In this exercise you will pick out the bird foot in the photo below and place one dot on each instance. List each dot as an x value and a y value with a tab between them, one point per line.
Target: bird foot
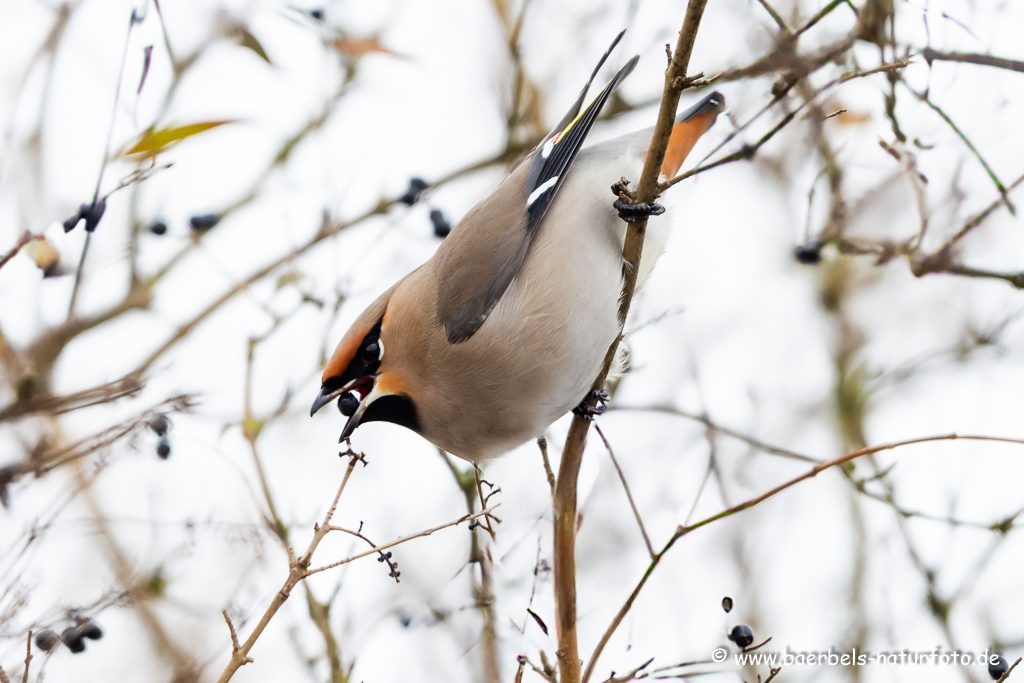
587	412
639	212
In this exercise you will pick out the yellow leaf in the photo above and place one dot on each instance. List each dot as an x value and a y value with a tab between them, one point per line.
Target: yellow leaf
249	40
154	141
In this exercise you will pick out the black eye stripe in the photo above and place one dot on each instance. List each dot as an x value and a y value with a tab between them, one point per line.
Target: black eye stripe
365	363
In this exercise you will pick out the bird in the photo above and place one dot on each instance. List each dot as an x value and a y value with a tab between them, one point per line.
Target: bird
505	328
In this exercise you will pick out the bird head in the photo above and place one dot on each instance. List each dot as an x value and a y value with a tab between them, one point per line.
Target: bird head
365	379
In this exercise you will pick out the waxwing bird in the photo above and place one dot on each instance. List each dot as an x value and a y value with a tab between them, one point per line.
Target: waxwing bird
505	328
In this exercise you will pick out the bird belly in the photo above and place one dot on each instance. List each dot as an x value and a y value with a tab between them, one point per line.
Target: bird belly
542	347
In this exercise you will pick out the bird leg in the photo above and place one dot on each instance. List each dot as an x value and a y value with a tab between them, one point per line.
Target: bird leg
585	411
633	212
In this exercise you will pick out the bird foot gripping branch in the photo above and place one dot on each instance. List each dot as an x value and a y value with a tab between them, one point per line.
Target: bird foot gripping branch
629	209
588	412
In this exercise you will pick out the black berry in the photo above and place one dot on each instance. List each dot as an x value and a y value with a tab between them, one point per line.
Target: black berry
997	668
73	639
47	640
441	226
159	424
204	222
347	402
72	221
809	253
93	213
742	635
416	187
90	630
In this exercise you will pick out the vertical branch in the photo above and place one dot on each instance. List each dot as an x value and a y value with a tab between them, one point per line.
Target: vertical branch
568	471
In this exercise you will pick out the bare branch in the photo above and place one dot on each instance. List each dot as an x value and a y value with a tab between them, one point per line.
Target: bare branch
626	487
568	471
931	55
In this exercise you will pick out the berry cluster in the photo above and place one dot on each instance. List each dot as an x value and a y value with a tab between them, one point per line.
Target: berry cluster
160	424
73	637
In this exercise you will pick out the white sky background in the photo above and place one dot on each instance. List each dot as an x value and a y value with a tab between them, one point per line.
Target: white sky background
751	330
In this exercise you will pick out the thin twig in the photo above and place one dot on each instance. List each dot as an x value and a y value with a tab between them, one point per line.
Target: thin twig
923	96
564	507
102	167
972	58
542	443
683	530
626	487
1009	671
28	657
406	539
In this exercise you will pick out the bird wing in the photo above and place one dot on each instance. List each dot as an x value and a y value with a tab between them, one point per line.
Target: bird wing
479	261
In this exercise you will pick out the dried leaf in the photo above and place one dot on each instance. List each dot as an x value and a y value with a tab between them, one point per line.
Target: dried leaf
46	257
248	40
356	47
154	141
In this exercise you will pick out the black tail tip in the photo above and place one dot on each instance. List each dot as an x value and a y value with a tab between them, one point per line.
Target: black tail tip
713	103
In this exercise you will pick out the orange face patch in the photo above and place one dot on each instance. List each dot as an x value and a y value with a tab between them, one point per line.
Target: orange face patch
343	354
391	384
684	135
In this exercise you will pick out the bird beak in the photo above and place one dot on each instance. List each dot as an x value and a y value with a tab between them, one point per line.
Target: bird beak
325	397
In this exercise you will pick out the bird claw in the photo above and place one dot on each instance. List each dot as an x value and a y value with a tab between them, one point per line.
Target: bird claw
637	213
588	412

The request —
Reproduce the part of the listing that opens with the line containing "In this exercise you will pick out the bird beak" and runs through the end of the listing, keeping every line, and shift each x and y coordinate in the answers by -65.

Exercise response —
In this exercise you will pick out the bird beak in the photo above and place one dot on each instance. List each dot as an x value and a y value with a tab between them, one point per line.
Target: bird beak
260	332
In this exercise you will pick out the bird claw in the photo above and place one dot on each instance. List each dot as an x value and a y value with a tab between them, one point per line.
Target: bird claw
572	148
523	347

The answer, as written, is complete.